# Excerpt:
╔══
A few weeks ago we were discussing a Java component that starts a Spark cluster. Its job is mostly coordination. It starts the machinery, passes configuration around, waits for the right signals, and gets out of the way.

My first reaction was simple: it should need one CPU and maybe 2 GB of memory if we are being generous. It is a launcher. Even saying 2 GB felt strange, because this was production, not a toy running on my laptop. But that reaction is exactly the problem. Somewhere along the way, we started treating small numbers as unserious just because the system is important. Production should make us more careful with resources, not less.

I think we all know how that happens. If you’ve been in this business for a while, you have done versions of it yourself. A pipeline fails once, and someone bumps the memory. A service gets squeezed a bit, and someone raises the number of CPUs. A rollout goes poorly, and the next engineer adds a massive buffer because nobody wants to be paged again for trying to be clever with resources. The bigger number works, the system feels resilient, and we move on.

Six months later, our original cause has vanished from everyone’s memory. It becomes the de facto setting for the service. Nobody thinks of it as a temporary fix anymore. We read it as a hard requirement. The patch has hardened into fact. And nobody wants to challenge that because it works.

Here is the paradox. The JVM has absorbed decades of optimization, garbage collectors have gotten dramatically better, CPUs are way faster, and cloud computing is trivial to provision. On paper we should be swimming in the gains. Instead we keep spending them, proving Niklaus Wirth's 1995 law: "software is getting slower more rapidly than hardware becomes faster."

Just In Case EngineeringJust In Case Engineering

Where the Progress Went

The gains did not disappear. We spent them on larger runtimes, deeper dependency graphs, heavier containers, more telemetry, wider safety margins, and platform defaults that make every service look the same. When a higher-level abstraction makes coding more efficient, we do not write less code or build simpler systems. We spend the efficiency on more complexity, more integration, more moving parts.

When an engineer inflates a container's memory limit just in case, the JVM's ergonomics read that headroom as permission. Default heap sizing grows to a fraction of whatever it sees, garbage collection gets lazier because there is slack to burn, and the runtime settles comfortably into the larger footprint it was handed. The software does not get hungrier because the work grew. It expands to fill the runway it was given.

Now, some of this weight is legitimate. I want to avoid the trap of technical nostalgia. We have to separate unavoidable complexity from avoidable waste. Modern software runs in a hostile, globally networked environment. Some weight is real: security, accessibility, distributed systems, compliance, observability, and global scale. A modern system carries work old software never had to carry. Our mistake is using that true statement to defend every bad default that came along for the ride.

When you look at what’s avoidable, you can see it in bloated dependency trees, where large portions of imported dependencies are rarely, barely, or never exercised at runtime. Every layer of the modern stack has an appetite. Logging, tracing, the platform SDK, and the base image want their own share. None of them looks outrageous alone, but together they make a small thing stop feeling small. Bloat arrives as a long sequence of rational and local decisions.
╚══
# Stated exercise A:
Reproduce the passage on software resource bloat word for word, starting with "Now, some of" and going on through "for the ride.".
# Stated exercise B:
Take the passage on software resource bloat further, picking up right after its final sentence.

# Record extracts:
╔══
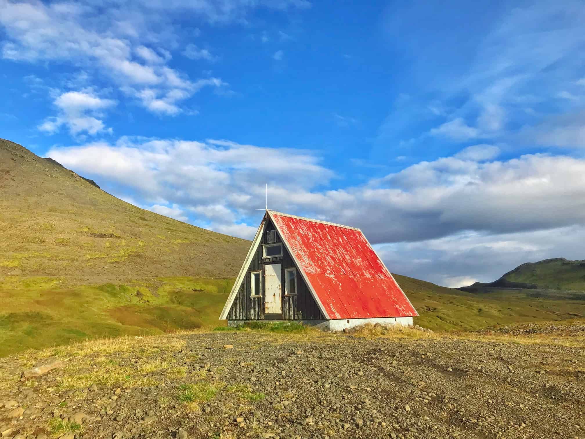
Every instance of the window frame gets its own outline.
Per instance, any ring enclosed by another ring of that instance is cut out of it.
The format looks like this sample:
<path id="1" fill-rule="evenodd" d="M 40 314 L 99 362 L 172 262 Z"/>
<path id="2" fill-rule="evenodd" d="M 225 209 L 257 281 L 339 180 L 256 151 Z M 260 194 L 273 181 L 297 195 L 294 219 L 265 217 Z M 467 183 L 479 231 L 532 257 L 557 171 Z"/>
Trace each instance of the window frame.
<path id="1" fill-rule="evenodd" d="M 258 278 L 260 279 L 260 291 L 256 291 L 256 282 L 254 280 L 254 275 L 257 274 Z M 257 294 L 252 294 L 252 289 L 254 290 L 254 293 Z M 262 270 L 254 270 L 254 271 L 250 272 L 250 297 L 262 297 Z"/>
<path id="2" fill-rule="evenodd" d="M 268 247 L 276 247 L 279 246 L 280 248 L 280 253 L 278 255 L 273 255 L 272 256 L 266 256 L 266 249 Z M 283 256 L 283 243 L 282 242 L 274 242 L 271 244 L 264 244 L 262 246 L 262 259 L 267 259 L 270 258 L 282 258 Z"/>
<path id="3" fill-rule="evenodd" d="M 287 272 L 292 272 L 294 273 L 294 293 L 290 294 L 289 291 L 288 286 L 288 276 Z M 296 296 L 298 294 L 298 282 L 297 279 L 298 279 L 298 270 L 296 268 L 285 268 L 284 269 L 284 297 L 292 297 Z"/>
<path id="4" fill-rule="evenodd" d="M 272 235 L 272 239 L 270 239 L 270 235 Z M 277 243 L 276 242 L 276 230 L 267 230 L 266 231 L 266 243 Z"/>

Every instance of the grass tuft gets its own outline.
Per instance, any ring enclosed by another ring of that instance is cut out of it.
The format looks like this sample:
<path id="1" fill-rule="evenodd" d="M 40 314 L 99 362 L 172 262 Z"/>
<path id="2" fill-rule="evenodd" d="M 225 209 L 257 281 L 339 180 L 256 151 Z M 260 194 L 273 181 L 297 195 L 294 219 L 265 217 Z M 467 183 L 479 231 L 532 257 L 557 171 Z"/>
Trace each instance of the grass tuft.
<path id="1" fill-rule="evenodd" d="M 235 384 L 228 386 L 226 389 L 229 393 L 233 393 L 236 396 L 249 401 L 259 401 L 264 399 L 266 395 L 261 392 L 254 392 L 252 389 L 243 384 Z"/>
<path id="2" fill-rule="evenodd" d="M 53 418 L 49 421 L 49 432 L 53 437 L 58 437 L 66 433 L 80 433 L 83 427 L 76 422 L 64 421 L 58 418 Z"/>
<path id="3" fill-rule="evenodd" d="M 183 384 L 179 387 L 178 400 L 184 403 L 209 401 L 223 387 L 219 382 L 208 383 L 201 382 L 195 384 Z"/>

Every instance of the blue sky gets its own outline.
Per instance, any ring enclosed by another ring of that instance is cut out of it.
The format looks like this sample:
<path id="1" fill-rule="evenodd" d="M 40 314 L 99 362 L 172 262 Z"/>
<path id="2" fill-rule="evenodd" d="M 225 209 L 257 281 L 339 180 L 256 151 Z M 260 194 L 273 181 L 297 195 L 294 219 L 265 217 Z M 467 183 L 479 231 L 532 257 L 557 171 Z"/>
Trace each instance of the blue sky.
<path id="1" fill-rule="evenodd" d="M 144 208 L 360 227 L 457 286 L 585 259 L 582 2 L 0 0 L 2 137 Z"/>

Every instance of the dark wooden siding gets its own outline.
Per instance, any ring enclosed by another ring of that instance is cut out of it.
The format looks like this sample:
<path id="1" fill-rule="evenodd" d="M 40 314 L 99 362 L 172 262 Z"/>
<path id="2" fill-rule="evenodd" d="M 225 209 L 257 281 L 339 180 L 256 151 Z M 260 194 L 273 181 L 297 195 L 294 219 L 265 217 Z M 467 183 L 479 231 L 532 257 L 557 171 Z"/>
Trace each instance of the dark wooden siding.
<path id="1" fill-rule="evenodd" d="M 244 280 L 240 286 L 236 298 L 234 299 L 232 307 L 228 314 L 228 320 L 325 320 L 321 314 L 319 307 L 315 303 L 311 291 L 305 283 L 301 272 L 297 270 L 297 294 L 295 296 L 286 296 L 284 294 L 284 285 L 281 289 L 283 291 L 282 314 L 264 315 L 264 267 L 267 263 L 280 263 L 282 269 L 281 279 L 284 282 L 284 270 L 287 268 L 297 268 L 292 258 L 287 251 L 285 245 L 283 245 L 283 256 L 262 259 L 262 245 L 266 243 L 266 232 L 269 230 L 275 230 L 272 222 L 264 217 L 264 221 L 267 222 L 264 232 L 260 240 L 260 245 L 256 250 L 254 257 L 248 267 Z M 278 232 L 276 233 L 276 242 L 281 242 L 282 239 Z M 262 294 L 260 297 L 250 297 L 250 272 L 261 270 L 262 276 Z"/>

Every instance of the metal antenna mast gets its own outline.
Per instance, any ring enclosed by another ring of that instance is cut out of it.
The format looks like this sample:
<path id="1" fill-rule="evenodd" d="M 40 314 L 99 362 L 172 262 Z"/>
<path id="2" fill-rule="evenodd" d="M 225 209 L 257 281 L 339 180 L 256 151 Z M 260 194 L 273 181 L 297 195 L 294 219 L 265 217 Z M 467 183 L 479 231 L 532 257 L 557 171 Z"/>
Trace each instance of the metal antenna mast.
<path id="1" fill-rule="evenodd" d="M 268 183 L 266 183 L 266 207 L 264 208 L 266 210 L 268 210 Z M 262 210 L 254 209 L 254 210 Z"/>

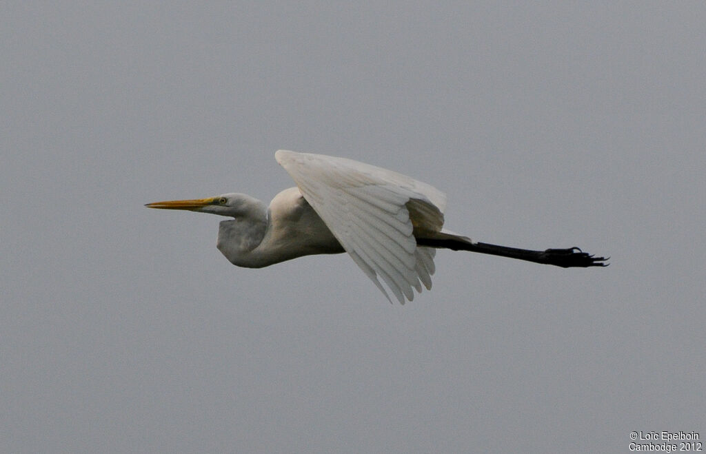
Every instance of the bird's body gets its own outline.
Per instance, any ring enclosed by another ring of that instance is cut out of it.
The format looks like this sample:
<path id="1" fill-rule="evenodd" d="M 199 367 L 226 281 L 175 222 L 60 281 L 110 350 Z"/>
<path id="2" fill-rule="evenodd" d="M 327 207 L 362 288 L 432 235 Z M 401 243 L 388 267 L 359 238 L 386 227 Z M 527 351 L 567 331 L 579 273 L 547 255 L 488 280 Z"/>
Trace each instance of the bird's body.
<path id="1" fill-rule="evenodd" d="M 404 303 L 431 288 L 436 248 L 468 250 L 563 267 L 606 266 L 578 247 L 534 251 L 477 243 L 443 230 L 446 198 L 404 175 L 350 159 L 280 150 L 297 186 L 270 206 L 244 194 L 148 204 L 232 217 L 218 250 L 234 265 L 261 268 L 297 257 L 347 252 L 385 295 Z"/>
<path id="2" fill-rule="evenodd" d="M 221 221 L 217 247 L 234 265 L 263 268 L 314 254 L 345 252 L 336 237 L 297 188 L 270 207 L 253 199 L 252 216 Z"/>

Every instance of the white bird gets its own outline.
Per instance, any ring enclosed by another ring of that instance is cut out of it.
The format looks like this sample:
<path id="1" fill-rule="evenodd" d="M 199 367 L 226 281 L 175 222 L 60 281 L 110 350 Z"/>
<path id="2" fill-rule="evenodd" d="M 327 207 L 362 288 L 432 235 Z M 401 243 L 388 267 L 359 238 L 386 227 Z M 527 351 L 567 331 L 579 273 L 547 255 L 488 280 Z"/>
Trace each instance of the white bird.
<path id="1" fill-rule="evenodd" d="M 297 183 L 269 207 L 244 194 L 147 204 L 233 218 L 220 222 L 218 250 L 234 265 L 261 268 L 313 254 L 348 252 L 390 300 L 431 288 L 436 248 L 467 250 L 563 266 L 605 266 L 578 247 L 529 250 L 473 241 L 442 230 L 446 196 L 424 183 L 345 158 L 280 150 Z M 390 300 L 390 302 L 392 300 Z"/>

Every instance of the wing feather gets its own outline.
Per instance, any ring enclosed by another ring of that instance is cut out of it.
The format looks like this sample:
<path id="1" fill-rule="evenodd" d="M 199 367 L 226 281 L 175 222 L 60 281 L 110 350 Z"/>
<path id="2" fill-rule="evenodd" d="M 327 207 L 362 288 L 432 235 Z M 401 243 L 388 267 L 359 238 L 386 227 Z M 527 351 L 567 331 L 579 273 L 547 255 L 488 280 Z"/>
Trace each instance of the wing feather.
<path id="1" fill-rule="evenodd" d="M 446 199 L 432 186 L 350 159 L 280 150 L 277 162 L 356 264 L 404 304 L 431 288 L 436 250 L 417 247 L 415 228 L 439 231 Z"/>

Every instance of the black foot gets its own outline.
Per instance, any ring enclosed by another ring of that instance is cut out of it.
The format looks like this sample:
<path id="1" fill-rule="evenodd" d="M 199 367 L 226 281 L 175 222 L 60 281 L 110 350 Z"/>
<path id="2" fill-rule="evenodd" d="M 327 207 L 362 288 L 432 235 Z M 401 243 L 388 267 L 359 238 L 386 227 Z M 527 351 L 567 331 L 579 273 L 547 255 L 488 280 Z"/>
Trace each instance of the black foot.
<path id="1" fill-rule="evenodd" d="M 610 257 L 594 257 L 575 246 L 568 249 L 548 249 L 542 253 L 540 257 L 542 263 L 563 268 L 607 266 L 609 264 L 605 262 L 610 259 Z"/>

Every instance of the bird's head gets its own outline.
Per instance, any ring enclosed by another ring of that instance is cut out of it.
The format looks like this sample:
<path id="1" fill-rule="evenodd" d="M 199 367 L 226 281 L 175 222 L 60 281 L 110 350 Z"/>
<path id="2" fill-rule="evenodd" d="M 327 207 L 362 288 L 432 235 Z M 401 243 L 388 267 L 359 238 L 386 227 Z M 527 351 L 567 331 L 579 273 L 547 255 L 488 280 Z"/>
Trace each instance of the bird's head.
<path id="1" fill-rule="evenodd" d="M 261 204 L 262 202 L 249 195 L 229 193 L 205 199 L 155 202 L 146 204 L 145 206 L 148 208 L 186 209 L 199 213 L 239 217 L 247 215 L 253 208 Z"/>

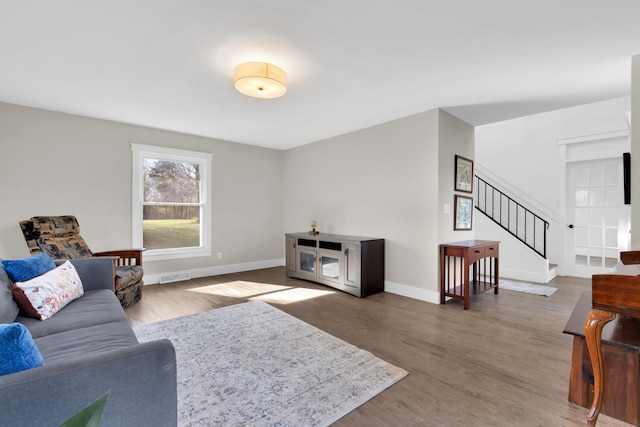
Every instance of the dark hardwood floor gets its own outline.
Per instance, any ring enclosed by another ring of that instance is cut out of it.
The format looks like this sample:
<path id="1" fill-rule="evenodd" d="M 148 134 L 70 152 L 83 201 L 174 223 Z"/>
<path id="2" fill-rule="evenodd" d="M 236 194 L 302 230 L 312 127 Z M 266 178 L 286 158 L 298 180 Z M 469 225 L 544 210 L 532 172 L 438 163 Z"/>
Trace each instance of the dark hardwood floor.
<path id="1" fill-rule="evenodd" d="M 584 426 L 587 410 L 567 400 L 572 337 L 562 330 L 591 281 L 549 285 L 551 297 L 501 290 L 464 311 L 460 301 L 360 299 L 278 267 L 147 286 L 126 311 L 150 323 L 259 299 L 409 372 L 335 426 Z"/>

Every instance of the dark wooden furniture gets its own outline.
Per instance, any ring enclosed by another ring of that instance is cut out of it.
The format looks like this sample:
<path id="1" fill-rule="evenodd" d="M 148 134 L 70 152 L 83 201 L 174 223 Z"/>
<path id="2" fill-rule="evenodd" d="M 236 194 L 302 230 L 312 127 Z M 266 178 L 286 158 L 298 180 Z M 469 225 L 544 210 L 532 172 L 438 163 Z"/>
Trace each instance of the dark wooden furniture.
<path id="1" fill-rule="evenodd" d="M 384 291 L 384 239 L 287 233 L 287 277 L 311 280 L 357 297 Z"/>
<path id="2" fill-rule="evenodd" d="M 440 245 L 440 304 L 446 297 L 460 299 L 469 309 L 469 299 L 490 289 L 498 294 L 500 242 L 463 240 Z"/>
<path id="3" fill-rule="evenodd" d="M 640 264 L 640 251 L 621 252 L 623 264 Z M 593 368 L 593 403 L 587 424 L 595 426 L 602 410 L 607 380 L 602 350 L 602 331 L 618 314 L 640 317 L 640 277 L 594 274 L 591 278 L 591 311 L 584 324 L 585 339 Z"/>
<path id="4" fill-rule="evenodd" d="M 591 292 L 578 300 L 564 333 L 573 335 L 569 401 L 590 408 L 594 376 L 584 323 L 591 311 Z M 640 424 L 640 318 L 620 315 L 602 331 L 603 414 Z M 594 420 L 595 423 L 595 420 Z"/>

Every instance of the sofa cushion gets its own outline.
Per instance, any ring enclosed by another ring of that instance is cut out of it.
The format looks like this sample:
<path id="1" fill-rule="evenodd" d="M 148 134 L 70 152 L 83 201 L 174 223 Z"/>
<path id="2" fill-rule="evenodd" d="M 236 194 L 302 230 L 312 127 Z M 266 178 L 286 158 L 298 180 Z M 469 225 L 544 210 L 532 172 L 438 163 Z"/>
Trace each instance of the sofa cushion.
╚══
# Task response A:
Now, some of this weight is legitimate. I want to avoid the trap of technical nostalgia. We have to separate unavoidable complexity from avoidable waste. Modern software runs in a hostile, globally networked environment. Some weight is real: security, accessibility, distributed systems, compliance, observability, and global scale. A modern system carries work old software never had to carry. Our mistake is using that true statement to defend every bad default that came along for the ride.

# Task response B:
The Machine Used to Say No

Old software was not fast because engineers were morally superior. It was fast because the machine said no. In the 2000s, it was normal to run a web service on a machine with a few gigabytes of memory and one or two CPUs. The box was small, so the work had to be shaped properly. You had to prioritize, tune, and understand what the service was actually doing. Constraint made people care.

Modern infrastructure is far more forgiving. We happily add buffers, retries, and standard platform layers, each one just in case. Forgiveness lets us build larger systems, but it also lets waste survive long enough to look normal. A bigger instance type can hide confusion. A bigger heap can hide a leak. A standard platform can hide the fact that a tiny coordinator inherits the appetite of a much larger service because 2 GB looks like a joke.

On the flip side, a service utilizing a microscopic 10% of its allocated 64 GB shows up as a beautiful, calming green on a monitoring chart. It signals health to the reliability engineering team, effectively masking a potential optimization failure as a triumph of operational safety. We have built exhaustive alerts for system saturation, but we rarely build alerts for structural emptiness.

The distance between the engineer and the machine collapsed. When adding capacity meant ordering hardware, installing RAM, waiting for a server, or asking someone to approve a real purchase, you had to think twice. There was friction. It was useful, and slowed things down. Now the same decision is a config change.

We did not become wasteful because engineers stopped caring. We became wasteful because waste stopped having a moment where we had to explain why we are doing what we are doing.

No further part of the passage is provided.